WORK TASK =
Could you reproduce, from the records below, everything from the line with "Keypoint placement for each instance of the bush: set" down to the line with "Keypoint placement for each instance of the yellow safari", keeping both of those lines and changing nothing?

INPUT MATERIAL =
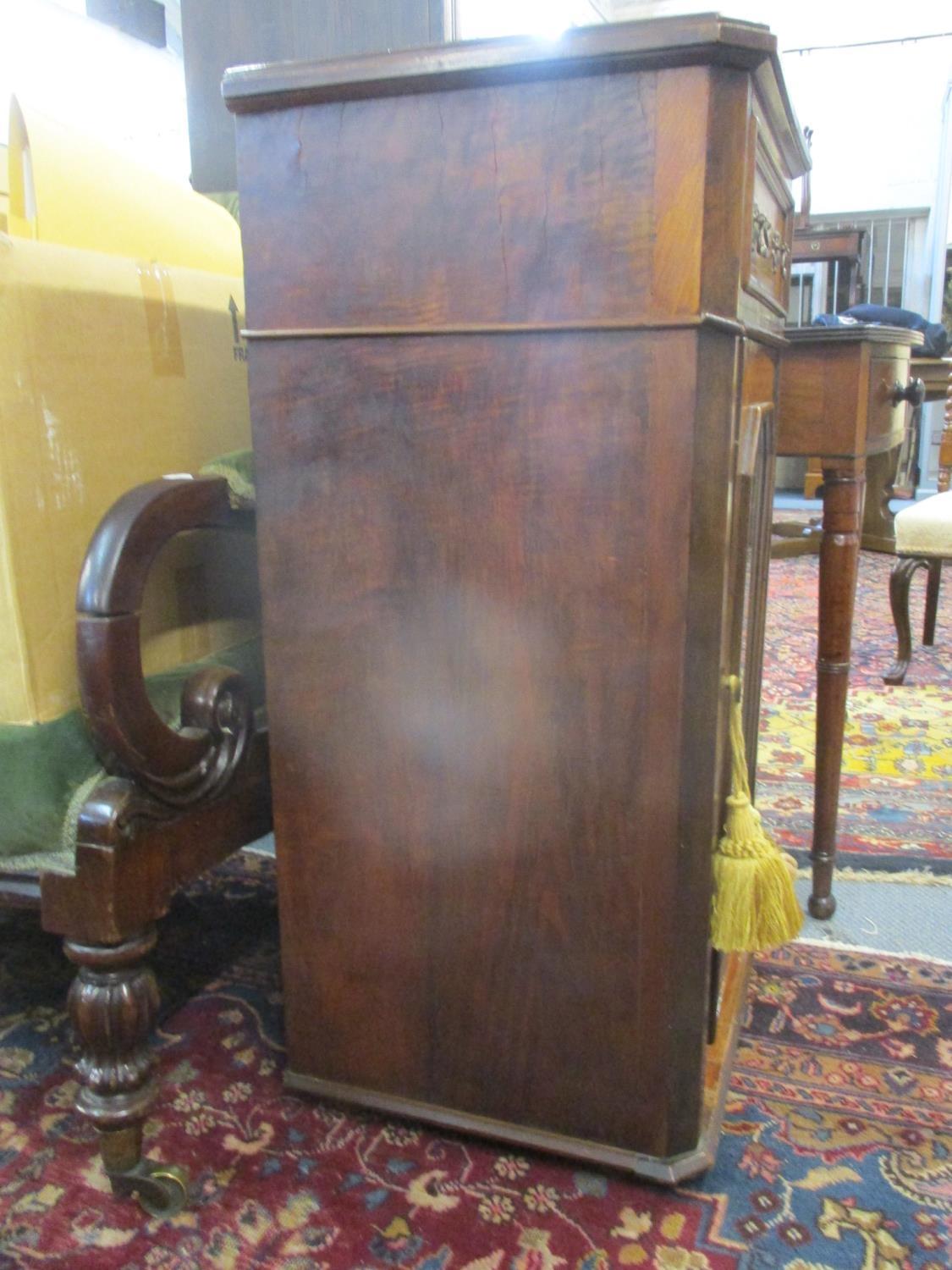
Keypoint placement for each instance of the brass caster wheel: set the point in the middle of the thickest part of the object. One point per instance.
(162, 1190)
---
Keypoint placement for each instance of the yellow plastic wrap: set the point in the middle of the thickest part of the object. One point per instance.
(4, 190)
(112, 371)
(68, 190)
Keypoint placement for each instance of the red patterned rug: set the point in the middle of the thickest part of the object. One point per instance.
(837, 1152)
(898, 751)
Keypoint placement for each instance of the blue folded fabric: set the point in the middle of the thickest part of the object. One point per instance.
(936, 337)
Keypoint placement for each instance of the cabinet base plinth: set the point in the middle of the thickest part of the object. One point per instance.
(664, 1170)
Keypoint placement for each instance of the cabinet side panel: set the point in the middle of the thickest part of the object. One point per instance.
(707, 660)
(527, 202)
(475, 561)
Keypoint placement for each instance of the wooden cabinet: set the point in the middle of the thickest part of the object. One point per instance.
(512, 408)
--
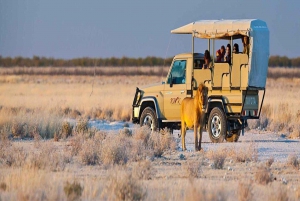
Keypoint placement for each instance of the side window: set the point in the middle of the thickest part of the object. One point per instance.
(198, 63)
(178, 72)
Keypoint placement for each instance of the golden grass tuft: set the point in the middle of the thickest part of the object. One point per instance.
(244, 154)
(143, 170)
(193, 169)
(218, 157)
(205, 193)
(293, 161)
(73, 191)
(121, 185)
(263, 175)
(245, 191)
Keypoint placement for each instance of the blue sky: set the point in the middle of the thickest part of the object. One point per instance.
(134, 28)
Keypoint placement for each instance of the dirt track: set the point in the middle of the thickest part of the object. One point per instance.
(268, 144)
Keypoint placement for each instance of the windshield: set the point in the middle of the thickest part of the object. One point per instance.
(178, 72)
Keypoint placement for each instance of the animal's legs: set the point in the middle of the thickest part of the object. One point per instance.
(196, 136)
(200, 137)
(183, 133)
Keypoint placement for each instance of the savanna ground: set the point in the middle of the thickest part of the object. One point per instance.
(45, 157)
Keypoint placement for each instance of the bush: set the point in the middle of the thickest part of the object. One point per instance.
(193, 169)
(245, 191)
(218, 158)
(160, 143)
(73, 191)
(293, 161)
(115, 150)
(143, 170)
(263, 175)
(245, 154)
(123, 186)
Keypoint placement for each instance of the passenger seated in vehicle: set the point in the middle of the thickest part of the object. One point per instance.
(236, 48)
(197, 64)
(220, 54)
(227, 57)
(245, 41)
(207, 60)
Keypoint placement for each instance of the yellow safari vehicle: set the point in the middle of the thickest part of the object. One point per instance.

SOLUTION FOR THIS EXERCISE =
Keypoint placement for each instance of the bush: set the point in the middle of the thickest part of the object. One point per instance.
(193, 169)
(245, 191)
(218, 158)
(160, 143)
(73, 191)
(293, 161)
(115, 150)
(143, 170)
(263, 175)
(245, 154)
(123, 186)
Keypoint placement for each instance of the passenger seated in vehicle: set the point in the middle of the thickest part of the object. One point per instance.
(236, 48)
(197, 64)
(220, 54)
(227, 57)
(245, 41)
(207, 60)
Keypoint placement for each instance of the yellow safari vehicle: set the point in the middle of the thickest part of the object. One point per instance.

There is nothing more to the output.